- _WHAT YOU WILL DO_
Which lines of the data below contain "tree"? Please show them all.
**** DATA SUPPLIED ****
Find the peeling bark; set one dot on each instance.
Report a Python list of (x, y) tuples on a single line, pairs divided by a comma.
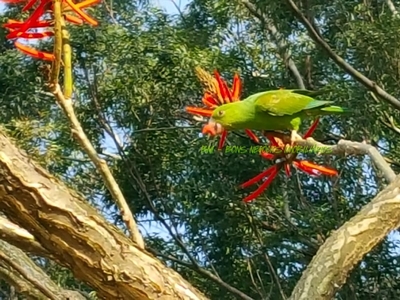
[(21, 272), (78, 237), (346, 246)]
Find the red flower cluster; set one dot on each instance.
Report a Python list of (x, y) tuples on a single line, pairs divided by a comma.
[(277, 140), (287, 159), (224, 95), (42, 18)]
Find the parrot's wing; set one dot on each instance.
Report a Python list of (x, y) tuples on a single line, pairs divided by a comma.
[(286, 102)]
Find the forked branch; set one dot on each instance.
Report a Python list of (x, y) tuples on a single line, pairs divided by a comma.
[(369, 84)]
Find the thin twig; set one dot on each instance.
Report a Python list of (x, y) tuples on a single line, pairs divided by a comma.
[(20, 237), (279, 40), (56, 66), (369, 84), (205, 273), (101, 165), (345, 147)]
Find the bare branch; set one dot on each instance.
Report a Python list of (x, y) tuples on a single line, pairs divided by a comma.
[(345, 147), (346, 246), (205, 273), (101, 165), (20, 238), (96, 252), (314, 34), (279, 39)]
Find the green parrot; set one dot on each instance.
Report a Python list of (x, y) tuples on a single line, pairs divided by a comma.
[(276, 110)]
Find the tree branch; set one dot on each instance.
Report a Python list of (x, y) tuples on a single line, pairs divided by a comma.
[(279, 40), (20, 238), (392, 8), (346, 246), (372, 86), (101, 165), (97, 252), (20, 271), (345, 147)]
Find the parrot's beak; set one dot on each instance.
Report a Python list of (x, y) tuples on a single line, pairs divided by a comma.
[(212, 128)]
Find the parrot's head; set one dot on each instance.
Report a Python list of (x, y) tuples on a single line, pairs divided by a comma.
[(221, 119)]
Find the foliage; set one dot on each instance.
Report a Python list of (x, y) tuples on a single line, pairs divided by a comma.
[(135, 72)]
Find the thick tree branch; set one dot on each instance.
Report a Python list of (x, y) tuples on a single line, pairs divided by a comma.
[(346, 246), (101, 165), (20, 238), (369, 84), (207, 274), (96, 252), (279, 40), (345, 147), (20, 271)]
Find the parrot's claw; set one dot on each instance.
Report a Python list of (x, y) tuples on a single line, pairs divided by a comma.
[(294, 137)]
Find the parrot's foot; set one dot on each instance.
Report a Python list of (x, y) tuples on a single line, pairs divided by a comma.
[(294, 137)]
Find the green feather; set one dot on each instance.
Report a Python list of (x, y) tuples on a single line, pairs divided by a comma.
[(273, 110)]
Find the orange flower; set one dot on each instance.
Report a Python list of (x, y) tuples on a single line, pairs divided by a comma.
[(280, 143), (222, 96), (20, 29)]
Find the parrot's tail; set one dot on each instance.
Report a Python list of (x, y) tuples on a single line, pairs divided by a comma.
[(335, 110)]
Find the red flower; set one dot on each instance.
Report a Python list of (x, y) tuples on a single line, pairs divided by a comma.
[(19, 29), (222, 96), (280, 143)]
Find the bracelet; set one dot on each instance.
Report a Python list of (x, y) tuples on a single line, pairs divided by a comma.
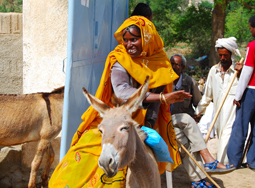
[(164, 99), (149, 124)]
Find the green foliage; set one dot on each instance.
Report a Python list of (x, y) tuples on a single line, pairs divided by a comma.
[(11, 6), (237, 23), (194, 28)]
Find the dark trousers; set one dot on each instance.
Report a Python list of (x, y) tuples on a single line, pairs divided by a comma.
[(244, 115)]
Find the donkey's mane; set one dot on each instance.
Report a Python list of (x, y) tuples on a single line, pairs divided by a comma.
[(119, 102), (140, 133)]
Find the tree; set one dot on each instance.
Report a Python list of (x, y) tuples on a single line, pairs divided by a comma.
[(236, 24), (218, 23)]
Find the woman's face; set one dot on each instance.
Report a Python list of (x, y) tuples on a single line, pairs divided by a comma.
[(132, 41)]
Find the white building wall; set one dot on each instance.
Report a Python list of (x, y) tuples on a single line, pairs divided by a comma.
[(44, 44)]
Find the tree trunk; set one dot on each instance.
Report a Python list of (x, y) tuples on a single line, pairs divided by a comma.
[(218, 25)]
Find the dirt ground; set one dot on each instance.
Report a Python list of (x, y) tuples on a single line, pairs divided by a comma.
[(238, 178)]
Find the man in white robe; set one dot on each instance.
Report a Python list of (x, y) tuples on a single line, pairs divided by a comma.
[(218, 80)]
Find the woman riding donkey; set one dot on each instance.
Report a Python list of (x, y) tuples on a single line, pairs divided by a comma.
[(139, 54)]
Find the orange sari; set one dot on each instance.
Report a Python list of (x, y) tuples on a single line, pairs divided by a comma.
[(79, 167)]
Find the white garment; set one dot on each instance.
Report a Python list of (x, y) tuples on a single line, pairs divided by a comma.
[(206, 120), (215, 90), (230, 44)]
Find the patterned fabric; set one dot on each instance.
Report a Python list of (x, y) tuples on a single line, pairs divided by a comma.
[(79, 167)]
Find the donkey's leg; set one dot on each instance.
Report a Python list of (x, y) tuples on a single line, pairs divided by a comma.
[(50, 159), (42, 145)]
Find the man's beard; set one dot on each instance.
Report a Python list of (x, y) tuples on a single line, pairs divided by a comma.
[(224, 63)]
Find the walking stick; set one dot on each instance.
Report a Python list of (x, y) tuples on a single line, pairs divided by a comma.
[(245, 151), (207, 175), (222, 102)]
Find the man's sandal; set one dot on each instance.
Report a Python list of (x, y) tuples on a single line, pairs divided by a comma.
[(212, 167), (202, 184)]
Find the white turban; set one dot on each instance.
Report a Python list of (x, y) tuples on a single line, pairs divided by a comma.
[(230, 44)]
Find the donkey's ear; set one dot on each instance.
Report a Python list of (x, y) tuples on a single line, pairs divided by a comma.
[(134, 100), (97, 104)]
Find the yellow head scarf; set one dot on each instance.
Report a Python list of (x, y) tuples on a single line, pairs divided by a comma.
[(154, 62)]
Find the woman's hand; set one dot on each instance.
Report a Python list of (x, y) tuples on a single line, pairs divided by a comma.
[(177, 96)]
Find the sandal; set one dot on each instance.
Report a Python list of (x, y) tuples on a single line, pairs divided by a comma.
[(212, 167), (202, 184)]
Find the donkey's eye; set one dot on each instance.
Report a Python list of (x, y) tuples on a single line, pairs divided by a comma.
[(100, 131), (124, 128)]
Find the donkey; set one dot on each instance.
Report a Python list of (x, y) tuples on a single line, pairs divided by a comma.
[(123, 142), (32, 117)]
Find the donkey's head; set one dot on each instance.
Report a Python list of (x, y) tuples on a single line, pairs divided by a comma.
[(118, 130)]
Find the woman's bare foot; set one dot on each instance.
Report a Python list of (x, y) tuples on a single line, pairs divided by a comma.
[(209, 159)]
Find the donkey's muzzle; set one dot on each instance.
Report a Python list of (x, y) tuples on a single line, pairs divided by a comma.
[(108, 160)]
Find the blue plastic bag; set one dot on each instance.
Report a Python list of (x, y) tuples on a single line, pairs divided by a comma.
[(156, 142)]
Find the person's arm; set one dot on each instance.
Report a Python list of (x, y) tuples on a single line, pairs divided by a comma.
[(246, 75), (196, 94), (122, 88), (207, 97)]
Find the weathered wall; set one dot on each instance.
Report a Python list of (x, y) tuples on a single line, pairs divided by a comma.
[(44, 44), (11, 60)]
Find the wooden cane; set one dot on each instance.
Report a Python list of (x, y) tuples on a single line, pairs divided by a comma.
[(222, 102), (207, 175), (245, 151)]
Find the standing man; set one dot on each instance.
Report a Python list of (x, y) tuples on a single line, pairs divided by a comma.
[(245, 113), (217, 83), (186, 129)]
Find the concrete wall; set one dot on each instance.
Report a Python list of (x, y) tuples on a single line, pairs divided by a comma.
[(44, 44), (11, 60)]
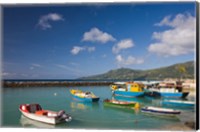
****
- _PROBLEM SOLUTION_
Find the tree branch; set one dot on each instance.
Find the thick tree branch; set one dot on each instance.
Find the tree; set one dot on each instance.
Find the tree trunk; set one dot on each instance.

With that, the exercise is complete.